[Source records]
****************************************

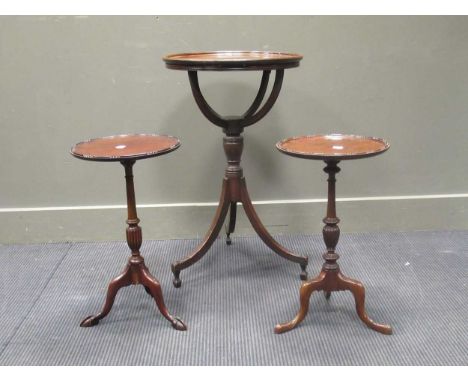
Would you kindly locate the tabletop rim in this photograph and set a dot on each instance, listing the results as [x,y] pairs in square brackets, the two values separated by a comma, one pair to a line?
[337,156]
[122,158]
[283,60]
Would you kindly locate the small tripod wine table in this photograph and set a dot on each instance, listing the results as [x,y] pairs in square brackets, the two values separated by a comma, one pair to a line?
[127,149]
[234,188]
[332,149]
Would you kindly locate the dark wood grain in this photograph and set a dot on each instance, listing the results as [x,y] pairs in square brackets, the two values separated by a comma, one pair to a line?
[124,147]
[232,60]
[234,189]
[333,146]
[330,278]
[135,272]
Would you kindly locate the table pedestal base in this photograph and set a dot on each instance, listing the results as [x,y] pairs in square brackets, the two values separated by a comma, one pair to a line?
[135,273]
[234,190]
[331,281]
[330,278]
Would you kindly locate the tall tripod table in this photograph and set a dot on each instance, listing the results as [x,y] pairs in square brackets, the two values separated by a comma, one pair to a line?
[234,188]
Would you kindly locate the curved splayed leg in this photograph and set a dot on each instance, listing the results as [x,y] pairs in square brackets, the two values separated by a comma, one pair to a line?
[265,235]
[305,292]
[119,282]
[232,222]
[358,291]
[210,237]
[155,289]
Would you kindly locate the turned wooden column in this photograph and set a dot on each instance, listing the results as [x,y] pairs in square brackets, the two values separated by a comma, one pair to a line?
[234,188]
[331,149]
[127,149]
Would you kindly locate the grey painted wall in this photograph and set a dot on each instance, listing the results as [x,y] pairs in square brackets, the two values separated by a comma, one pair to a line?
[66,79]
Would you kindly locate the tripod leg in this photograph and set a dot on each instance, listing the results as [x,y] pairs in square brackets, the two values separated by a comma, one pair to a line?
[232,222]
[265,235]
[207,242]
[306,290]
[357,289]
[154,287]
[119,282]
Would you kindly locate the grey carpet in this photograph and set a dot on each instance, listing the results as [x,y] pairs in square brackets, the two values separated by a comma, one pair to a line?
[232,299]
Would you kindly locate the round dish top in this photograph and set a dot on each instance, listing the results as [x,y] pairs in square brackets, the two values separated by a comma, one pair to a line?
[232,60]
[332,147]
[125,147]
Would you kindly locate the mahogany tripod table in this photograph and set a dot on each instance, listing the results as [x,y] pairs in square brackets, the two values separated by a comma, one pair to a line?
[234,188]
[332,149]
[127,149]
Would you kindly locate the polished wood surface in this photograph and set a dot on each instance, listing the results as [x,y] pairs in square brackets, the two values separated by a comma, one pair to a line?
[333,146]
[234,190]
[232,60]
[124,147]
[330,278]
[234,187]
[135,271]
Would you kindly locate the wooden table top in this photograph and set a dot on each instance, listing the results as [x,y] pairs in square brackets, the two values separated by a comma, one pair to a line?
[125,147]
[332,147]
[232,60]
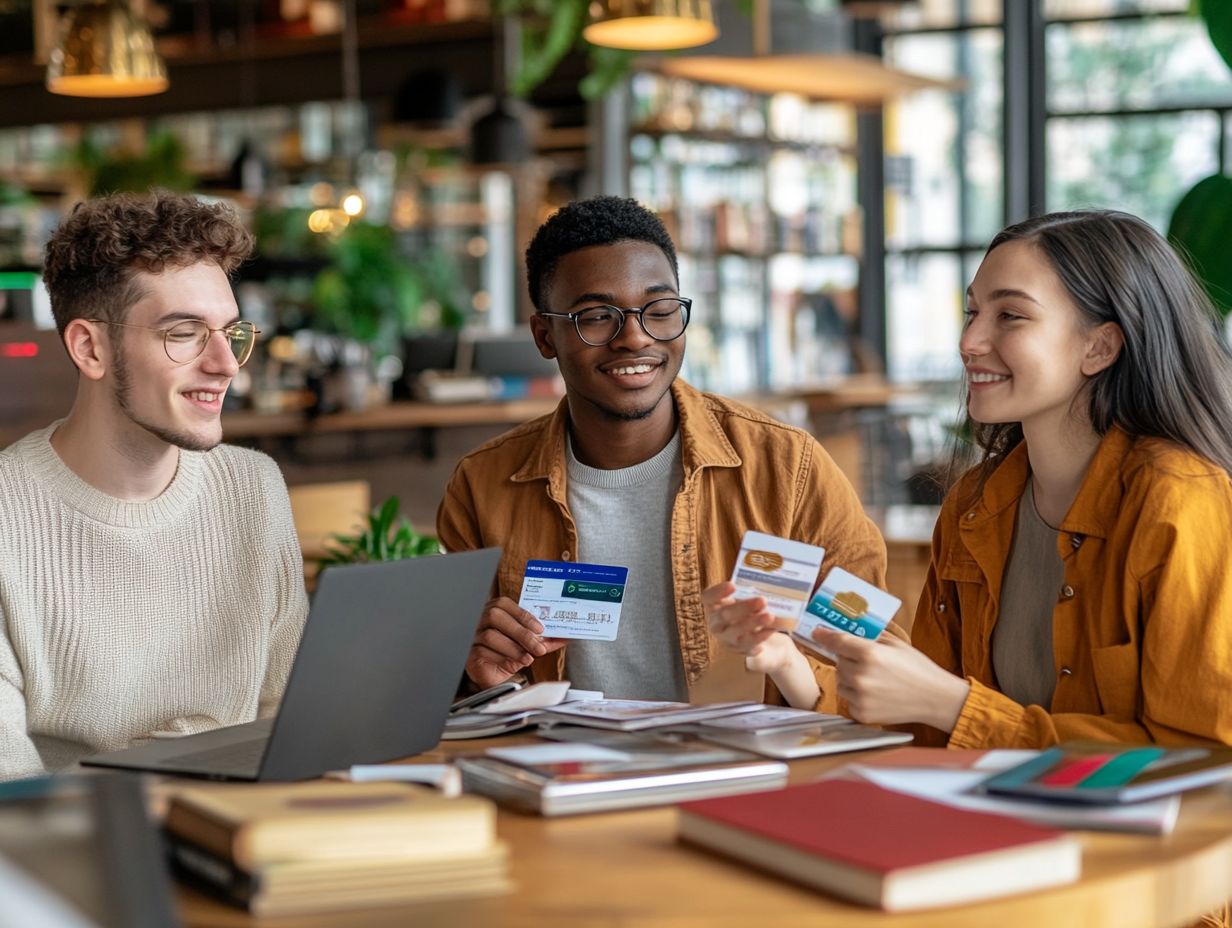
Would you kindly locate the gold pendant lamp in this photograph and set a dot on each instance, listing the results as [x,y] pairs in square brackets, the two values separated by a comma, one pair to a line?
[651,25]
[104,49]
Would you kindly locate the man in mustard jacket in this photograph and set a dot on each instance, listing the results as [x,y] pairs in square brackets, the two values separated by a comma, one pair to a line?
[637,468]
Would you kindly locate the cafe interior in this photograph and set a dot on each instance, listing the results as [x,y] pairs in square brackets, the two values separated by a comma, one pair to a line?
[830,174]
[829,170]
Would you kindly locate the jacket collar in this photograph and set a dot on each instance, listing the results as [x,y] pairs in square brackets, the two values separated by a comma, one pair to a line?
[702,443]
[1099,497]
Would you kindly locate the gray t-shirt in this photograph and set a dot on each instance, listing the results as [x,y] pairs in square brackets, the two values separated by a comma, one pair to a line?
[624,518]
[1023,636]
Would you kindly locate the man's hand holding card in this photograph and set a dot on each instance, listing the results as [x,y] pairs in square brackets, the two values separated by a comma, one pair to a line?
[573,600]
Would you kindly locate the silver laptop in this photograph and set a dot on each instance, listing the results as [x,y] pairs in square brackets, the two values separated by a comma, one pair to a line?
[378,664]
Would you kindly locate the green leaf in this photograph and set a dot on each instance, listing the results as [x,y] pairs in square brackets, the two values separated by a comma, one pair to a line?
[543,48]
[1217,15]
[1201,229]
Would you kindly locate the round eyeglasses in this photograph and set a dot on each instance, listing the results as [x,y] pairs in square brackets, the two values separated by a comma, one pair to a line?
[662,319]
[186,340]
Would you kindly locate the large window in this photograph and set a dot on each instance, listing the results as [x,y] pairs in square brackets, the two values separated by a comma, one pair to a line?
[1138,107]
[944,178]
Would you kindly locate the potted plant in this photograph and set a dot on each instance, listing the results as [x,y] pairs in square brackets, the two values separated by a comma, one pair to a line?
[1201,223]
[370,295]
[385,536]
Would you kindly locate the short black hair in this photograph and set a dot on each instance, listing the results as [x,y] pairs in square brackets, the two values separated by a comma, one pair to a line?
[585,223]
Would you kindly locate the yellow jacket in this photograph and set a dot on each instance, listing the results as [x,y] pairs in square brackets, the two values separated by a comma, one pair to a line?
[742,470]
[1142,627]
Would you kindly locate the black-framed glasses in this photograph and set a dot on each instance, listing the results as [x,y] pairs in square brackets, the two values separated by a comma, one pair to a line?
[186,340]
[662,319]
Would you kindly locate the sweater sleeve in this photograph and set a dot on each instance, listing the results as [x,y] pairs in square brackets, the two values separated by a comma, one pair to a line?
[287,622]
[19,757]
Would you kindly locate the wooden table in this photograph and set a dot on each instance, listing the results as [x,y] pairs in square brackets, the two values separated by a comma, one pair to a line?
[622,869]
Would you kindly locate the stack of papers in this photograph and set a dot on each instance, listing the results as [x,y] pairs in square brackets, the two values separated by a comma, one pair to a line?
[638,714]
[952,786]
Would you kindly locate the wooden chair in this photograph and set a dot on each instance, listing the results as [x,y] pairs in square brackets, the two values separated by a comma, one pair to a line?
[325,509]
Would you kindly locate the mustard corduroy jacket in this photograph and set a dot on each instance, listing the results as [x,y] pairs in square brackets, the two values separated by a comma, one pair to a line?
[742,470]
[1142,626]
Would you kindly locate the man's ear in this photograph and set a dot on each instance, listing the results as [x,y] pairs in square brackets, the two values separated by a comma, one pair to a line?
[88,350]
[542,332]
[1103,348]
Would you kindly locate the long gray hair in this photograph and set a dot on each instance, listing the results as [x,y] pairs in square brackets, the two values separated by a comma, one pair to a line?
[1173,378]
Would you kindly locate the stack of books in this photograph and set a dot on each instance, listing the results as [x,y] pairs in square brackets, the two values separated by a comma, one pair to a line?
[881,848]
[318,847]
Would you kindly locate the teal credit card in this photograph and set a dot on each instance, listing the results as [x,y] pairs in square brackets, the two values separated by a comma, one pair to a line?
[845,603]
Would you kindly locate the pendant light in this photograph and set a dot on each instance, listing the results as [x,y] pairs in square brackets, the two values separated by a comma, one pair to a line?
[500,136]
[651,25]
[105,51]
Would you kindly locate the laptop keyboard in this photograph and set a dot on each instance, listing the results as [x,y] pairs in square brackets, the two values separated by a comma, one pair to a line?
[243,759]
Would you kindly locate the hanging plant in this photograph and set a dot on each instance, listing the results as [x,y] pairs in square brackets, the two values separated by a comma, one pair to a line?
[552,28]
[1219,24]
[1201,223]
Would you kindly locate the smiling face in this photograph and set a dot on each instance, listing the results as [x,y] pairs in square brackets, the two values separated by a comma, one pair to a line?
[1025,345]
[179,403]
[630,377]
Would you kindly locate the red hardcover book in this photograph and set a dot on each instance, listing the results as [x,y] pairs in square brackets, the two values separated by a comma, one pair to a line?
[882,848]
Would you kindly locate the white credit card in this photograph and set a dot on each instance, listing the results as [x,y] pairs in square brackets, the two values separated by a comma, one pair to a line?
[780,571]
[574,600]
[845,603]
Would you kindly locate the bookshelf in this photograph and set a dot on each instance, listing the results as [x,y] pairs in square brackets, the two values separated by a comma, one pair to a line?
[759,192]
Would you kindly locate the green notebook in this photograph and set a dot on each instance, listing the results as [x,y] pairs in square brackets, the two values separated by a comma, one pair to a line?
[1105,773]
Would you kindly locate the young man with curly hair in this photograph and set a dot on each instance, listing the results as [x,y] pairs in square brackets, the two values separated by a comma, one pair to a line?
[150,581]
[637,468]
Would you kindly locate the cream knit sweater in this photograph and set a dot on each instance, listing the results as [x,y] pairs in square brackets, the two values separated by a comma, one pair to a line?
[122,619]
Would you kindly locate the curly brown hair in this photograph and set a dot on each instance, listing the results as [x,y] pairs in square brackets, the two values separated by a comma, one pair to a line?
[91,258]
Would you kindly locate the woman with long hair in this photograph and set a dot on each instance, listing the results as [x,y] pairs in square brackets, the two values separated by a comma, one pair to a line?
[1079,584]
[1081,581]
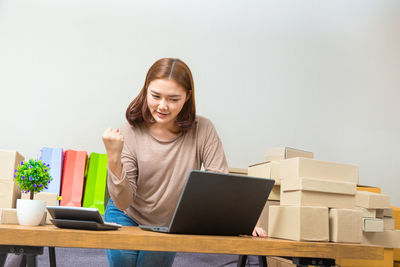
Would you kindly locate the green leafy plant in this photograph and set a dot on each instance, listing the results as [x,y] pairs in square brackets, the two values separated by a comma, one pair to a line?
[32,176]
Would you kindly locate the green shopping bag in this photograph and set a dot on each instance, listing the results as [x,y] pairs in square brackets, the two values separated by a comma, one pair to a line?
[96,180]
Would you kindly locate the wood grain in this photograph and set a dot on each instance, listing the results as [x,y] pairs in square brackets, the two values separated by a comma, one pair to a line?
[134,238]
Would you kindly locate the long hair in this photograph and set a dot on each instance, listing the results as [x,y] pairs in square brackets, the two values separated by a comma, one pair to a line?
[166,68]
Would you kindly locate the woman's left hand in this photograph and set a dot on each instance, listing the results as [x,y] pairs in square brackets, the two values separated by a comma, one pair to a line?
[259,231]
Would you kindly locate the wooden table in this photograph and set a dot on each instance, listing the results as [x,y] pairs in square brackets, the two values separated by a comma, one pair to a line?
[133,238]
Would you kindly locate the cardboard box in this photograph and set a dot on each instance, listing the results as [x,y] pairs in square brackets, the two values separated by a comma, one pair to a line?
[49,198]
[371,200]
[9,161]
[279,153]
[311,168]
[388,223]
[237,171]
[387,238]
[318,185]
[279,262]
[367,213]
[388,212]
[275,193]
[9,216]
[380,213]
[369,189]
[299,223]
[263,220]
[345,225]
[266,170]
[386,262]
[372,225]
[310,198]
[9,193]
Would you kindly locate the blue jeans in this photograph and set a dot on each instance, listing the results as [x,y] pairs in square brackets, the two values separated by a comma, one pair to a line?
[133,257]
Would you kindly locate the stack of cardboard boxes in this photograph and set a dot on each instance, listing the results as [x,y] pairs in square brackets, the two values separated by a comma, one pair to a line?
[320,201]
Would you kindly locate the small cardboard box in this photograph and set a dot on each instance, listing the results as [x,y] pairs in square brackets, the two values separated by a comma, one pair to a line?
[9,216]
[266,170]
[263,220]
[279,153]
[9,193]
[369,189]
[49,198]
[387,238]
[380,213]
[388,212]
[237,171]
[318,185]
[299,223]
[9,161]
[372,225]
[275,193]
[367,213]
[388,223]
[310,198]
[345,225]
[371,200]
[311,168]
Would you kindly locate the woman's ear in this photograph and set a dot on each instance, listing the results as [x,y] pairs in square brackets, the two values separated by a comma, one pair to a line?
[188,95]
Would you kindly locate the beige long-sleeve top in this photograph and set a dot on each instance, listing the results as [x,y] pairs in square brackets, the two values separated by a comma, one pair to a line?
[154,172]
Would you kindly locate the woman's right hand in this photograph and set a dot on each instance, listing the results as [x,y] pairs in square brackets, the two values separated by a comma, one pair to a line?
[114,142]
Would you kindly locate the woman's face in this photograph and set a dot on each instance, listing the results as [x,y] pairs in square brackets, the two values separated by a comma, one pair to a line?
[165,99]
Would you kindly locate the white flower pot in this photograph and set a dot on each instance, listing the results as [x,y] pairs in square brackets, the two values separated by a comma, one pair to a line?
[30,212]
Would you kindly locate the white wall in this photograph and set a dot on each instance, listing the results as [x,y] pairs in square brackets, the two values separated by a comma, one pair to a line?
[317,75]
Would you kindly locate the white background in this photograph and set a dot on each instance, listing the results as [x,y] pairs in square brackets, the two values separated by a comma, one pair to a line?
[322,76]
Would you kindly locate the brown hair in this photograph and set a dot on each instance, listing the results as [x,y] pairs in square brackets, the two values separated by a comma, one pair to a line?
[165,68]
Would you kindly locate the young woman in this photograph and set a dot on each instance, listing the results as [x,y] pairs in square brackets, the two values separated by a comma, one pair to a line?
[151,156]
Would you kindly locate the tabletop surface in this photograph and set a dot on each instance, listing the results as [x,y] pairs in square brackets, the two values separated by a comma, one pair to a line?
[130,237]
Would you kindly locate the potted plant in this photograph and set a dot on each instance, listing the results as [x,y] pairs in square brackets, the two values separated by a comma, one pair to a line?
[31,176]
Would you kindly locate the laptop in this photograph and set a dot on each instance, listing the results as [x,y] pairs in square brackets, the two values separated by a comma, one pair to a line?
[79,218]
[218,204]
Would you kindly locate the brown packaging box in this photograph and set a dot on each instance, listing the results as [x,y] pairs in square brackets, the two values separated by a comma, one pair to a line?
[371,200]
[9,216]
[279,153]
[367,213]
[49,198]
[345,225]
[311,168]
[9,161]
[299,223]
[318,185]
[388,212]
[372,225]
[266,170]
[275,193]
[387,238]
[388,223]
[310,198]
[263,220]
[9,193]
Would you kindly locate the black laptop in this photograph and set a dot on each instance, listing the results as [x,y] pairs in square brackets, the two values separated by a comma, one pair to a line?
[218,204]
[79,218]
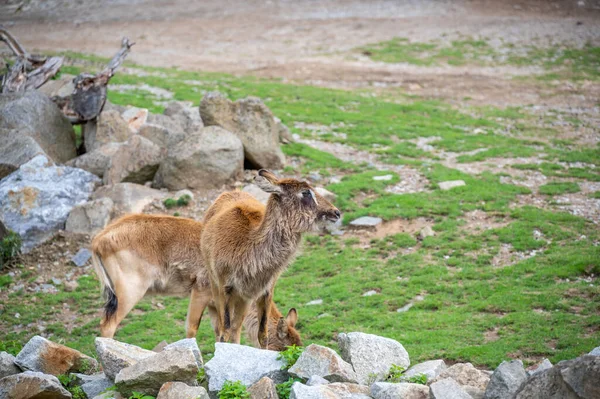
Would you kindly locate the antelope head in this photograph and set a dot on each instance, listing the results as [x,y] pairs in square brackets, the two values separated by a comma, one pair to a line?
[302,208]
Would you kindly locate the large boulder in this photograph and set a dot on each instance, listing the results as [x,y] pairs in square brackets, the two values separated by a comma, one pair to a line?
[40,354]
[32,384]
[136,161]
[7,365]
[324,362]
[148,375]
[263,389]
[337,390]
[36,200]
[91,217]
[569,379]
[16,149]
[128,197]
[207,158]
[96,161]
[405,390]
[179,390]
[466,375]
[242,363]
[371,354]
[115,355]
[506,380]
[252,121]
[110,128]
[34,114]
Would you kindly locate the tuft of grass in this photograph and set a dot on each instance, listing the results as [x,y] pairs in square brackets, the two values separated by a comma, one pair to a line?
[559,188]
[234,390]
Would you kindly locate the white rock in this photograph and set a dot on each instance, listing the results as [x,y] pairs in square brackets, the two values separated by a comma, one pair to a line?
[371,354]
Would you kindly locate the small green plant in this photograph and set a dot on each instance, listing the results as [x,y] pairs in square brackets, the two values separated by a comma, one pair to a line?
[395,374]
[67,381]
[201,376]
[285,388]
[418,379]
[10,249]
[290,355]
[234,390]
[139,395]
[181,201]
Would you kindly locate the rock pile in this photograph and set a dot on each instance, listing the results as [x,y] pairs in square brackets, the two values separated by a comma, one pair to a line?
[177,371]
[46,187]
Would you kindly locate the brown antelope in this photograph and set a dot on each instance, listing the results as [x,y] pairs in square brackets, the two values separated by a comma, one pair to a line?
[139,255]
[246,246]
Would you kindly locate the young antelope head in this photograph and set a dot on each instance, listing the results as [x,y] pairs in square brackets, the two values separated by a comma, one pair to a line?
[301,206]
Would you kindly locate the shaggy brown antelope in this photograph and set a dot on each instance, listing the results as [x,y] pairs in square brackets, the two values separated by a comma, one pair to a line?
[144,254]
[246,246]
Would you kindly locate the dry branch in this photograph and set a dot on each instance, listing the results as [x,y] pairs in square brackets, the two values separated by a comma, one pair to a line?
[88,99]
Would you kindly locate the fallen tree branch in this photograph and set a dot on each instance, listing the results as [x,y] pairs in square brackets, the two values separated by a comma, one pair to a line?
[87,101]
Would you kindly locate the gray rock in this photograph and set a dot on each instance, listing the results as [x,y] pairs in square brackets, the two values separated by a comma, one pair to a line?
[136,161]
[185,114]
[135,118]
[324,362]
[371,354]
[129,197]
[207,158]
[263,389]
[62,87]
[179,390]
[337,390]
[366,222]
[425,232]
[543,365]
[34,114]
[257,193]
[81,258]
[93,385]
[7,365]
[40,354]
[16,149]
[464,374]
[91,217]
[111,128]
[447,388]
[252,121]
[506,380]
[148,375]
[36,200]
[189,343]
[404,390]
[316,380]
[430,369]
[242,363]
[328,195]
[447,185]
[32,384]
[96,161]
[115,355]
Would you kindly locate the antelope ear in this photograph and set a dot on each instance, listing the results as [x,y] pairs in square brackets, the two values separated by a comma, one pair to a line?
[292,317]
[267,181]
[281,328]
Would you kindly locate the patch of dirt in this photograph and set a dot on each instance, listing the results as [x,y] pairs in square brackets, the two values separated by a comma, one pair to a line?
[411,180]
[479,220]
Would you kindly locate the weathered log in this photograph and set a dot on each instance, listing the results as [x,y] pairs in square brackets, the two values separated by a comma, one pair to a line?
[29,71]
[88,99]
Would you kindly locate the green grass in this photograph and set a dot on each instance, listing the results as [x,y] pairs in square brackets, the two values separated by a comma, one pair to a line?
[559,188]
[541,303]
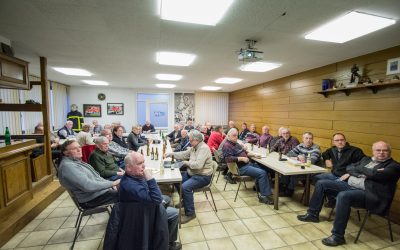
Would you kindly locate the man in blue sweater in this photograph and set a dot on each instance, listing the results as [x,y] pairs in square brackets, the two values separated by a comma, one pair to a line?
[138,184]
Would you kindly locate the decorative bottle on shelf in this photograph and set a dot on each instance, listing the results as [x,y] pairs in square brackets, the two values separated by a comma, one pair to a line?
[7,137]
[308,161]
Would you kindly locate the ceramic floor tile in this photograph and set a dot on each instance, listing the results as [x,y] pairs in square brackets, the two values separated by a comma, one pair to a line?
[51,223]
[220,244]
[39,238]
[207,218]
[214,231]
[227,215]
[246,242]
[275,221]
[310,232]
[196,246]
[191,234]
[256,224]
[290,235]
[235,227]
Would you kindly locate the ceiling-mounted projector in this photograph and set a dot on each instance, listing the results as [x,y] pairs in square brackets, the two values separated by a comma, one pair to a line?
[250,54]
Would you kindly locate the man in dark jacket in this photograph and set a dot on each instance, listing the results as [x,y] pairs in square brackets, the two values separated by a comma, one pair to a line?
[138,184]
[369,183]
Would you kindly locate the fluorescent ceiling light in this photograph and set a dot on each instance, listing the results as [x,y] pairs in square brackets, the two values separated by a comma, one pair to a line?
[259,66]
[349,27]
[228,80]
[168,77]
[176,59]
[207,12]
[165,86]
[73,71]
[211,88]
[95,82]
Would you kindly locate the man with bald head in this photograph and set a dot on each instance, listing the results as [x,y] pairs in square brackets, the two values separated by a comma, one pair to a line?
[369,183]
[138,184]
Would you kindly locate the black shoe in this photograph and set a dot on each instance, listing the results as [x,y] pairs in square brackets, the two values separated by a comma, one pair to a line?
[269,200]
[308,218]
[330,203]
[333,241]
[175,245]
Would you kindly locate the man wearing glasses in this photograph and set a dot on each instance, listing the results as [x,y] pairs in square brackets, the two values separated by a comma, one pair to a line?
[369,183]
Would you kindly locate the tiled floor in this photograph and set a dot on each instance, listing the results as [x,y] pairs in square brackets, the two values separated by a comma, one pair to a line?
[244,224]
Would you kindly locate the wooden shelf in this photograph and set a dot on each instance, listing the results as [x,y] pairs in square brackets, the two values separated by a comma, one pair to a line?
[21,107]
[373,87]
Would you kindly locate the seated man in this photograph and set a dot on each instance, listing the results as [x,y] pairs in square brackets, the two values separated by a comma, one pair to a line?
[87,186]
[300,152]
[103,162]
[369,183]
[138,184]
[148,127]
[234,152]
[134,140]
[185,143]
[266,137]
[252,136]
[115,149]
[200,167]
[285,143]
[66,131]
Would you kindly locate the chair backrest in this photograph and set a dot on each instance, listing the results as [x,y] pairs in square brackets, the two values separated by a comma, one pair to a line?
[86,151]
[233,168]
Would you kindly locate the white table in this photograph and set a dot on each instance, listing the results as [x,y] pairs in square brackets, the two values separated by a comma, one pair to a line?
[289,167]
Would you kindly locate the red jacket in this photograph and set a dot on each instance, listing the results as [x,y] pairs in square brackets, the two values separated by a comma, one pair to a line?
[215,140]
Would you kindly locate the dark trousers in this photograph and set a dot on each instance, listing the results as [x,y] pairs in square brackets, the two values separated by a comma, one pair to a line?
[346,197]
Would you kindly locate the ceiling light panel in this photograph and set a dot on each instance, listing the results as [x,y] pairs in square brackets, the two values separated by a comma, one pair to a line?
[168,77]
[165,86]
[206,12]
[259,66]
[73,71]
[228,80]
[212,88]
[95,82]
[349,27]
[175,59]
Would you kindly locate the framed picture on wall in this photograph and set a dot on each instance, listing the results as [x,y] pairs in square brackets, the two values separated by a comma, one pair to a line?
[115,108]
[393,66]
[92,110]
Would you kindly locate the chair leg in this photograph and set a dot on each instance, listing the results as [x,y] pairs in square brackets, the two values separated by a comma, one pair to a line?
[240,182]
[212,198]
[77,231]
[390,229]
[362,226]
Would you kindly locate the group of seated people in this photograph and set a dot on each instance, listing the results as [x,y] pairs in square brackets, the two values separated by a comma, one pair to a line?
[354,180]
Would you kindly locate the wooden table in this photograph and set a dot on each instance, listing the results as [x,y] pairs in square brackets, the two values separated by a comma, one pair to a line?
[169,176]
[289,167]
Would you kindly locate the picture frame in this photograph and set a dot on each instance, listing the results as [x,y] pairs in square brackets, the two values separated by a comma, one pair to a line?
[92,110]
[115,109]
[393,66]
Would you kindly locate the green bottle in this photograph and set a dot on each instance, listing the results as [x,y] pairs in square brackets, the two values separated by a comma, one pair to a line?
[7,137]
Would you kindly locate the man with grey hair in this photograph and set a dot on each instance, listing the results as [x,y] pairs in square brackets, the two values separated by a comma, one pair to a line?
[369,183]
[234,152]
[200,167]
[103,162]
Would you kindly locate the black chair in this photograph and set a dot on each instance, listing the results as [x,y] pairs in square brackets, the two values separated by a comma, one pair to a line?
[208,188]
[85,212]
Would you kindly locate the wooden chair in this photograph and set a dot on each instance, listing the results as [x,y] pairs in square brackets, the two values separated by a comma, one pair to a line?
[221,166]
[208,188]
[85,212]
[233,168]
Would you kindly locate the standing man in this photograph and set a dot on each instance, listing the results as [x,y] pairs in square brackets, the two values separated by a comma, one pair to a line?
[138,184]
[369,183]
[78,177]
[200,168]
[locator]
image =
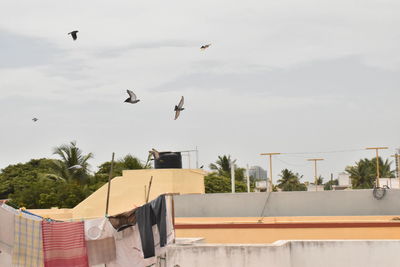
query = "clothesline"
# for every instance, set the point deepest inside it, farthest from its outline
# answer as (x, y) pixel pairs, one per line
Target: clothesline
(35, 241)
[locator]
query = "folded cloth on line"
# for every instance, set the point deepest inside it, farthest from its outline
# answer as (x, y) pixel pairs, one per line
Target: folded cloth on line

****************************************

## Your instructions
If a line in the records includes "folded", it counts toward the total; report that total by itself.

## Completed exercise
2